Problem 1
According to the review of the book on marketing Big Oil, who published Mark Robinson's Marketing Big Oil?

Reading text
Monday, December 08, 2014

The difficult art of marketing ‘Big Oil’

Given the historical and perhaps customary negativity surrounding oil and gas majors in the best of times, working on their marketing pitches and brand equity enhancement is not for the faint hearted.

Environmental disasters and subsequent public relations fiascos in wake of incidents such as Exxon Valdez and BP’s Gulf of Mexico oil spill have only reinforced negative perceptions about ‘Big Oil’ in the minds of many. 

It all dates way back to Standard Oil, a company often castigated for its practices in the last century, writes Mark Robinson, professor of marketing at Virginia International University, in his recent work Marketing Big Oil published by Palgrave Pivot.

With pitfalls aplenty for oil and gas marketing professionals, the author has attempted to offer guidance on the arduous task by going well beyond the mundane 'do’s' and 'don’ts' in a book of just under 160 pages, split into five parts and 17 splendidly sequenced chapters. As it happens, Robinson knows more than a thing or two about marketing Big Oil, having been an industry executive at Deloitte’s Global Energy & Resources Group and ExxonMobil.

His book provides adequate subjective treatment, lessons from history and what approaches to adopt if marketing Big Oil is what you do or intend to do. Starting with the historical context provided by Standard Oil, the author leads readers on to present day challenges faced by oil and gas companies as we’ve come to know them.

The Oilholic really liked Robinson’s no holds barred analysis of marketing and branding exercises undertaken by industry participants and his detailed examination of what worked and what tanked given the millions that were spent. The author says throwing money at a campaign is no guarantor of success as many companies within the sector have found out to their cost.

Problem 2
Filter the records, keeping only the lines that contain the word "snow", and copy each of those lines.

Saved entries
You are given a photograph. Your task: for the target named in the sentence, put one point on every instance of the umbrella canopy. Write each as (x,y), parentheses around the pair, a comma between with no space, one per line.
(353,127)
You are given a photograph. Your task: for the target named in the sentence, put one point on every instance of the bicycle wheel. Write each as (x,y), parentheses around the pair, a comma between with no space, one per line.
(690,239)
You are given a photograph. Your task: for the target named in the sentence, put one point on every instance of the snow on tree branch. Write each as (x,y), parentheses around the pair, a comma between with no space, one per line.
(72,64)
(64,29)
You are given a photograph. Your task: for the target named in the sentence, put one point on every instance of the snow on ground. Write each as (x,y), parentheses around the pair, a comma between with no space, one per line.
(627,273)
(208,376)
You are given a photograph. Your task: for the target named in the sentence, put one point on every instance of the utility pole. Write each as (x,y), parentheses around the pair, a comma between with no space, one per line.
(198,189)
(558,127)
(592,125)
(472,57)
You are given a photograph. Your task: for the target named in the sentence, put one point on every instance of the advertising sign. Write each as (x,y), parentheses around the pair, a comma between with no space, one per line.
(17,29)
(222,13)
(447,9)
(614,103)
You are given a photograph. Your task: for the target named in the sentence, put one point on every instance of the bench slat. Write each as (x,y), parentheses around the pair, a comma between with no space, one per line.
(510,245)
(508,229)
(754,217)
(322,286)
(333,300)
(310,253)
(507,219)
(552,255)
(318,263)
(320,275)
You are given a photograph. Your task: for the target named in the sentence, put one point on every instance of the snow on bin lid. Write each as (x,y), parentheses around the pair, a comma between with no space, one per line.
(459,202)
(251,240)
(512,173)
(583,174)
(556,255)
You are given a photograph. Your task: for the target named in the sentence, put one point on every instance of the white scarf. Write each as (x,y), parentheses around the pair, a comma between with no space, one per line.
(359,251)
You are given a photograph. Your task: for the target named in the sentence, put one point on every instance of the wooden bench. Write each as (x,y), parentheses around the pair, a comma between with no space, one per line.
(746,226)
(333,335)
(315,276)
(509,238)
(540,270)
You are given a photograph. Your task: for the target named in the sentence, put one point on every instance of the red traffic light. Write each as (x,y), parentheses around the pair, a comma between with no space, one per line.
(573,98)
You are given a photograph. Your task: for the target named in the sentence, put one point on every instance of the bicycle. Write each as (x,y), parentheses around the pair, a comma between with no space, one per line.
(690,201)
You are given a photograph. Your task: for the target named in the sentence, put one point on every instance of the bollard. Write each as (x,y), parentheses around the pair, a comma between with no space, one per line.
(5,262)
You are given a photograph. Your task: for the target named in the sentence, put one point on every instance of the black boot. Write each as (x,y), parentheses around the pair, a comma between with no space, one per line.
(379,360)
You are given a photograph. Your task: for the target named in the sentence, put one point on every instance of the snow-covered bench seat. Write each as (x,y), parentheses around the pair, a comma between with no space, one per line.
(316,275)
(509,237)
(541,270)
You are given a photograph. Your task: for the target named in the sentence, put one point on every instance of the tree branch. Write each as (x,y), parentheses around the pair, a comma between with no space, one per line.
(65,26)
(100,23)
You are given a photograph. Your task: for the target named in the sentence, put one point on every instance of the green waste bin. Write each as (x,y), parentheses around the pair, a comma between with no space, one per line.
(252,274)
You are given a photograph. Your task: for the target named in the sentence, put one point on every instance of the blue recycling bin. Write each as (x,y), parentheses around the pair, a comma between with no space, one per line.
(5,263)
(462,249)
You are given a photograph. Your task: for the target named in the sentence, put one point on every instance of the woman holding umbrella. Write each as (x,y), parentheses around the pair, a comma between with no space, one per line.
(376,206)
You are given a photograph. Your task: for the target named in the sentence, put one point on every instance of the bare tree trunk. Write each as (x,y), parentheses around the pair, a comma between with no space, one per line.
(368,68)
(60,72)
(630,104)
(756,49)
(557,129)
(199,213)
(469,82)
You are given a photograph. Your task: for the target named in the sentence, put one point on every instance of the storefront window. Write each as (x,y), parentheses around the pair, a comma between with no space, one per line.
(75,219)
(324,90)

Written solution 1
Palgrave Pivot

Written solution 2
You are given a photograph. Your task: for the target named in the sentence, put one point on every instance of the snow on tree branch. Write each as (x,y), parentheses around the pair, a comma between with no space, one per line.
You are given a photograph. Your task: for the target named in the sentence, put one point on every instance of the snow on ground. Write each as (x,y), parentheses around the pair, a comma between with no space, one per line.
You are given a photograph. Your task: for the target named in the sentence, put one point on every instance of the snow on bin lid. Write each as (x,y), parentheses around the pair, a comma between with no space, one per line.
You are given a photograph. Your task: for the target named in the sentence, put one point on every instance of the snow-covered bench seat. Write each as (x,y), parentheses around the pair, a comma between with no space, one per line.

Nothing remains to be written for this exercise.